-- Explore the material --
- A) According to the Washington Confederate Cemetery passage, in what year was the cemetery established?
- B) Say whether each statement agrees with the Washington Confederate Cemetery passage. Give yes or no and quote the deciding words.
(i) More than half of the cemetery's burials are identified.
(ii) Governor Oden Bowie made his request about the Confederate dead in 1869.
(iii) Moses Poffinberger and Aaron Good were from Hagerstown.
- C) From the Washington Confederate Cemetery passage, copy the text from "The Washington Confederate" up to and including "Hill Cemetery (Maryland).".

-- Source passage --
# # # # #
Portion of the Rose Hill Cemetery in Washington County, Maryland, US

The Washington Confederate Cemetery is a Confederate Cemetery in Hagerstown, Maryland. Its burials include Confederate dead from such nearby battles as Antietam, Gettysburg, Monocacy and South Mountain. Less than 20 percent of its burials are identified. It was established in 1871 as a section of the Rose Hill Cemetery (Maryland).

==History==
In 1869, Governor Oden Bowie, of Maryland, requested that the state should take care of the Confederate dead from the battlefields of western Maryland. Wind, water, and animals had exposed the dead, hurriedly buried in shallow graves. Governor Bowie requested that Thomas Boullt of Hagerstown, Maryland, one of the Trustees for Maryland in the Antietam Cemetery, employ men to find and identify the Confederate dead buried in Washington and Frederick counties. Moses Poffinberger and Aaron Good of Sharpsburg identified ad hoc burial sites from throughout the western part of the state, primarily from the battlefields at Antietam, Monocacy and South Mountain, but also from skirmishes and from Robert E. Lee's retreat from Gettysburg.
# # # # #
-- Provided records --
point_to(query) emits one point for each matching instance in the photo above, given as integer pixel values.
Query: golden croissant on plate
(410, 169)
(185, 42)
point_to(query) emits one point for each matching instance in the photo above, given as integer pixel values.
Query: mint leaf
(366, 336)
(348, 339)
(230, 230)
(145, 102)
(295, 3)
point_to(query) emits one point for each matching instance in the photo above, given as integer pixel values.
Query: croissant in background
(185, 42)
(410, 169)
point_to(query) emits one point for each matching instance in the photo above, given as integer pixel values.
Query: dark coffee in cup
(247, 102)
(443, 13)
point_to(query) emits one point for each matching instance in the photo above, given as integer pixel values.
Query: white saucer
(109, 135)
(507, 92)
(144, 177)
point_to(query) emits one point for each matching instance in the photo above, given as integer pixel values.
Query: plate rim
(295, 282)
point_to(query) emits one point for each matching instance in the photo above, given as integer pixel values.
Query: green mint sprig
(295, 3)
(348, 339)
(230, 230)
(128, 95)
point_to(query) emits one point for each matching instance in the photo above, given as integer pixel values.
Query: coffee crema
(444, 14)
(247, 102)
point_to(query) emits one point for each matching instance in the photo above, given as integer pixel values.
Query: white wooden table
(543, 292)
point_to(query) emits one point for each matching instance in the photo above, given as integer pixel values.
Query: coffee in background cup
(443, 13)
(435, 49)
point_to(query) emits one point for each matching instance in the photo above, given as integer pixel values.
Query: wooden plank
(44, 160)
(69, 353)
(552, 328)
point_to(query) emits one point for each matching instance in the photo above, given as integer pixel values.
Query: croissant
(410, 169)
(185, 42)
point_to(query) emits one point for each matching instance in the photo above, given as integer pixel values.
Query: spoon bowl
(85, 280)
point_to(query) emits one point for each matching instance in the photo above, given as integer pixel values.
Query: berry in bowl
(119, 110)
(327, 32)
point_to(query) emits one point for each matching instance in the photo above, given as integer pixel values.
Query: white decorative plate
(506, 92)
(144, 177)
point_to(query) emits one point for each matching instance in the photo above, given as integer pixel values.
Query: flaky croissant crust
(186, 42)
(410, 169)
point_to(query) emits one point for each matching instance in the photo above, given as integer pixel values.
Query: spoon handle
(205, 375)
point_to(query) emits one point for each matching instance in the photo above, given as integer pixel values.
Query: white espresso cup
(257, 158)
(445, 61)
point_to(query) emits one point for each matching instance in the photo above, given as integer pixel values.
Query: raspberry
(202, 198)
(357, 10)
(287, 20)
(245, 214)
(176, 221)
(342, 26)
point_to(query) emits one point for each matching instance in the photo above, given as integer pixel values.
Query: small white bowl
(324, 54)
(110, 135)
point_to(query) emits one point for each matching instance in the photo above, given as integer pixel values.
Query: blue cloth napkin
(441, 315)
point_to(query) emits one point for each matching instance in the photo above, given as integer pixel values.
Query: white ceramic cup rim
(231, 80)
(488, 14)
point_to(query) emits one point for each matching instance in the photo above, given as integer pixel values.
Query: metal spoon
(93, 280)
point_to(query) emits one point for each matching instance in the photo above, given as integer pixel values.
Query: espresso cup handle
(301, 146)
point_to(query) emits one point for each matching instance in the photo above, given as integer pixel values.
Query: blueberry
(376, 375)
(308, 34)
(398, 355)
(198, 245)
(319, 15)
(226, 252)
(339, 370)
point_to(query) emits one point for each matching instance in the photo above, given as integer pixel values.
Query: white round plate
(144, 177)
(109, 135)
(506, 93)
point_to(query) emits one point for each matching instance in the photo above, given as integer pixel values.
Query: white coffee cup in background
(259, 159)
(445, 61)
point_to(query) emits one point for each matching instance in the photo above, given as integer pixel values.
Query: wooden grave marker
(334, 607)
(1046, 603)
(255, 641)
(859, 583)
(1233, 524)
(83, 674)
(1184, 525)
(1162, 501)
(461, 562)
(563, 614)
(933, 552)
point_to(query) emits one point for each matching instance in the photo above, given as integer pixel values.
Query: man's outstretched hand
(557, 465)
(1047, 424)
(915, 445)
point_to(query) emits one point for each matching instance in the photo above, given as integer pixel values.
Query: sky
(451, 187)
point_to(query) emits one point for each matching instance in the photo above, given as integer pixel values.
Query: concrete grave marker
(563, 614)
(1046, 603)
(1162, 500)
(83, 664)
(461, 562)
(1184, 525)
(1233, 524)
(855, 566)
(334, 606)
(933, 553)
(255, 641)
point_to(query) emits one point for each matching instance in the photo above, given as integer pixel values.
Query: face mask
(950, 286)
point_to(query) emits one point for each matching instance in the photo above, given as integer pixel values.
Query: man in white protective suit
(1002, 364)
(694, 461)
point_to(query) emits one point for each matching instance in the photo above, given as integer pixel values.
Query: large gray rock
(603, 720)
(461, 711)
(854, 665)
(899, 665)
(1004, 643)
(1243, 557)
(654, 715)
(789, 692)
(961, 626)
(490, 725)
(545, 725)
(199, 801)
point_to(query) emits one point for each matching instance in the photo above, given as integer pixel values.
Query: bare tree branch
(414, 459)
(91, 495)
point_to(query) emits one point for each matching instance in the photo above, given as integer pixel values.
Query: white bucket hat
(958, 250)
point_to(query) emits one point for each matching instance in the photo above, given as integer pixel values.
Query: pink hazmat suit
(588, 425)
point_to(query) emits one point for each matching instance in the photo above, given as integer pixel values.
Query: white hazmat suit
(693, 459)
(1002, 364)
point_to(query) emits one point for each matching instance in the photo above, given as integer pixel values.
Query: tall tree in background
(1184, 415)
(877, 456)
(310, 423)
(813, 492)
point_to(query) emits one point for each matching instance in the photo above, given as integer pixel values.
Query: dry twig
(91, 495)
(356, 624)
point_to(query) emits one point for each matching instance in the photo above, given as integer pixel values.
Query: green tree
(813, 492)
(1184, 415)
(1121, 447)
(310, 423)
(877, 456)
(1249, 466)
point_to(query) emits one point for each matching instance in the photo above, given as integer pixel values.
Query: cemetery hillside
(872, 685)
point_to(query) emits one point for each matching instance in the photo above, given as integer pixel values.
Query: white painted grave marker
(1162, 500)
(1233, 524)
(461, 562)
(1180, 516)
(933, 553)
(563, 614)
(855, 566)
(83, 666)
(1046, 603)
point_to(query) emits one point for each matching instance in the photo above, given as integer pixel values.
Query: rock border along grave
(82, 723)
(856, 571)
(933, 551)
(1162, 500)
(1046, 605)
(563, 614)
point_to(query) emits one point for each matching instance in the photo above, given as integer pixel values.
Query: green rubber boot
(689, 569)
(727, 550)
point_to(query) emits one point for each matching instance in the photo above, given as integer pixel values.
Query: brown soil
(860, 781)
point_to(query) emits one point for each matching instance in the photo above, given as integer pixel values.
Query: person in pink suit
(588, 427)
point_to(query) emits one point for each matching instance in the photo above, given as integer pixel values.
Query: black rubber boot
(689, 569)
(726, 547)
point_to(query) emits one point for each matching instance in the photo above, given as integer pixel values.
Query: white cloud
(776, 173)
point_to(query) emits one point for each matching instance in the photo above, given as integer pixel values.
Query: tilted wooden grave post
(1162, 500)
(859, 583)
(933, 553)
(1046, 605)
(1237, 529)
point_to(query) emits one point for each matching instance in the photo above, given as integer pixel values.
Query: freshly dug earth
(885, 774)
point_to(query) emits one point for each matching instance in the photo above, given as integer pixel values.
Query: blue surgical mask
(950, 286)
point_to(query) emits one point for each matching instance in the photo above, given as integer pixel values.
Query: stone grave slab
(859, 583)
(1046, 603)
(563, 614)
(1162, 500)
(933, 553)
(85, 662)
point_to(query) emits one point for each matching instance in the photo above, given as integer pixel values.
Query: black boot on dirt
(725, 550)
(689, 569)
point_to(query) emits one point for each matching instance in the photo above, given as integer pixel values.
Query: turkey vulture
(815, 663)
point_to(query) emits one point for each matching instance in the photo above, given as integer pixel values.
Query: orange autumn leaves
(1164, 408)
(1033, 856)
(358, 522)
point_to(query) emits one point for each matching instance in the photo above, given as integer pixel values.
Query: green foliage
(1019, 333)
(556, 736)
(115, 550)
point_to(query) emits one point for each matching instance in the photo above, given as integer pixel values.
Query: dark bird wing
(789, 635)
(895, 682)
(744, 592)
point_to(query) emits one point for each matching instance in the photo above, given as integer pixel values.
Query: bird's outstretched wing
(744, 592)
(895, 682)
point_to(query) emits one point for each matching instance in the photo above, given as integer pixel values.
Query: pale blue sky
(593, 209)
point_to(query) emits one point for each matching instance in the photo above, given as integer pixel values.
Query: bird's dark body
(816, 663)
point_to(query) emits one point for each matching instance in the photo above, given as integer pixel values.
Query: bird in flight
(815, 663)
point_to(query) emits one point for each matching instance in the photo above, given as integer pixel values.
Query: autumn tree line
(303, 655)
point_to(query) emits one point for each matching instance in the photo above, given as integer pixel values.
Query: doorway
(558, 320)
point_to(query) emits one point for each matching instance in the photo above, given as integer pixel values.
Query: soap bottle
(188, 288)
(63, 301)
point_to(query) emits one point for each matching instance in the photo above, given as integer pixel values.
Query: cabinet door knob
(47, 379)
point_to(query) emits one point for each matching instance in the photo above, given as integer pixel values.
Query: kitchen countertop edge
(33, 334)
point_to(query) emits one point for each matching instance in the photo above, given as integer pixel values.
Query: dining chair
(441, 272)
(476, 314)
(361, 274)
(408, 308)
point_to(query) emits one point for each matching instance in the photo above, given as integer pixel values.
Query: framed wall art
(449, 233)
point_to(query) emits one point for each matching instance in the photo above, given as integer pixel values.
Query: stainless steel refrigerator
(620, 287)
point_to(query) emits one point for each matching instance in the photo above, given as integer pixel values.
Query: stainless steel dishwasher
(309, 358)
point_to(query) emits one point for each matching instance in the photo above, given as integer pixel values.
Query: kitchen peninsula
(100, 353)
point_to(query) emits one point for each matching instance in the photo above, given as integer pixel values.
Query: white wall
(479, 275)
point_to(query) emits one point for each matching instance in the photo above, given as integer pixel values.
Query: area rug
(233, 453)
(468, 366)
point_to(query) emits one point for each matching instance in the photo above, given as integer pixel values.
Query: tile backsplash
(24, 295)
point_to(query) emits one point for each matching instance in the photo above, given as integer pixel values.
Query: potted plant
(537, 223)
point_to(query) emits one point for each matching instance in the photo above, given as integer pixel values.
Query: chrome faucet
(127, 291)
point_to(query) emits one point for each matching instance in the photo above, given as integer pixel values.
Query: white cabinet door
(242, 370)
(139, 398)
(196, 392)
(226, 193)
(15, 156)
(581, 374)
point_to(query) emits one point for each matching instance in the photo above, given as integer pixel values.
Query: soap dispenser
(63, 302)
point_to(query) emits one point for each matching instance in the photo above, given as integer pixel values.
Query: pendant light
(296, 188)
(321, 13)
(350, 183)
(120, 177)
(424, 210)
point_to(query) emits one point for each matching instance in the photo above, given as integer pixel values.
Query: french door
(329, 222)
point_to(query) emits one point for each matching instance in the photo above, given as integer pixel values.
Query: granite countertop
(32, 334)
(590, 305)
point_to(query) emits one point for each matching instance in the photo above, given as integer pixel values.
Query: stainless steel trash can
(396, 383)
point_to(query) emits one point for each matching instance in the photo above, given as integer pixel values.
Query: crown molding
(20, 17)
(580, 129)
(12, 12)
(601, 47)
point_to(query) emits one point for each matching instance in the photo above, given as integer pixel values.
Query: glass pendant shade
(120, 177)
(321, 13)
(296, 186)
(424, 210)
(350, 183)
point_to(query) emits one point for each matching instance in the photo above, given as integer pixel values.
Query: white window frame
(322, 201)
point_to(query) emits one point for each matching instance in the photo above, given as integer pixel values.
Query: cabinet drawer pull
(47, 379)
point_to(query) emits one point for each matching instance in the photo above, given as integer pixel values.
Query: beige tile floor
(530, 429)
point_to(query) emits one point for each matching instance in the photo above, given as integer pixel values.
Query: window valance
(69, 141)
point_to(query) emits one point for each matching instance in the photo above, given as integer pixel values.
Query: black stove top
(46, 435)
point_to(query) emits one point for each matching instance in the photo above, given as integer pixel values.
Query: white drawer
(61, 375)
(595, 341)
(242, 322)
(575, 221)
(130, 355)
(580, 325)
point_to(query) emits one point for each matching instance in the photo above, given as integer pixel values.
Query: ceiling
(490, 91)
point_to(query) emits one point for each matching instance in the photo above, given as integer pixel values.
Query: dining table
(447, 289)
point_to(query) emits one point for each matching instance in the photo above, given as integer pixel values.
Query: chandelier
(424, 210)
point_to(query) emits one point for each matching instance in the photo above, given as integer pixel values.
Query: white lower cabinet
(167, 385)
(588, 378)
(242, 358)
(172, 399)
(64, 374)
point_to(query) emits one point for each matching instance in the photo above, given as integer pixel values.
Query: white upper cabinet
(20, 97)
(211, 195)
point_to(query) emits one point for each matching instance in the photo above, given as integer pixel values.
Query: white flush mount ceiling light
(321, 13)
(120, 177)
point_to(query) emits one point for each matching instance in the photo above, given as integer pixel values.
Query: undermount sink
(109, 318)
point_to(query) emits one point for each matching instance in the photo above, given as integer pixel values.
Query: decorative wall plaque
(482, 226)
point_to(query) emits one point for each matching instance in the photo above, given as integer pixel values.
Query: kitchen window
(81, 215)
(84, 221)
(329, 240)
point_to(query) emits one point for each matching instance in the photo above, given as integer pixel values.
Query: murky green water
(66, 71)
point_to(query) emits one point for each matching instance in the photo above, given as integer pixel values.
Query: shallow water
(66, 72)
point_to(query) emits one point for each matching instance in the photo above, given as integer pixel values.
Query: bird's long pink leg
# # # # #
-- Results for each task --
- A) 1871

- B)
(i) No: "Less than 20 percent of its burials are identified."
(ii) Yes: "In 1869, Governor Oden Bowie, of Maryland, requested that the state should take care of the Confederate dead"
(iii) No: "Moses Poffinberger and Aaron Good of Sharpsburg"

- C)
The Washington Confederate Cemetery is a Confederate Cemetery in Hagerstown, Maryland. Its burials include Confederate dead from such nearby battles as Antietam, Gettysburg, Monocacy and South Mountain. Less than 20 percent of its burials are identified. It was established in 1871 as a section of the Rose Hill Cemetery (Maryland).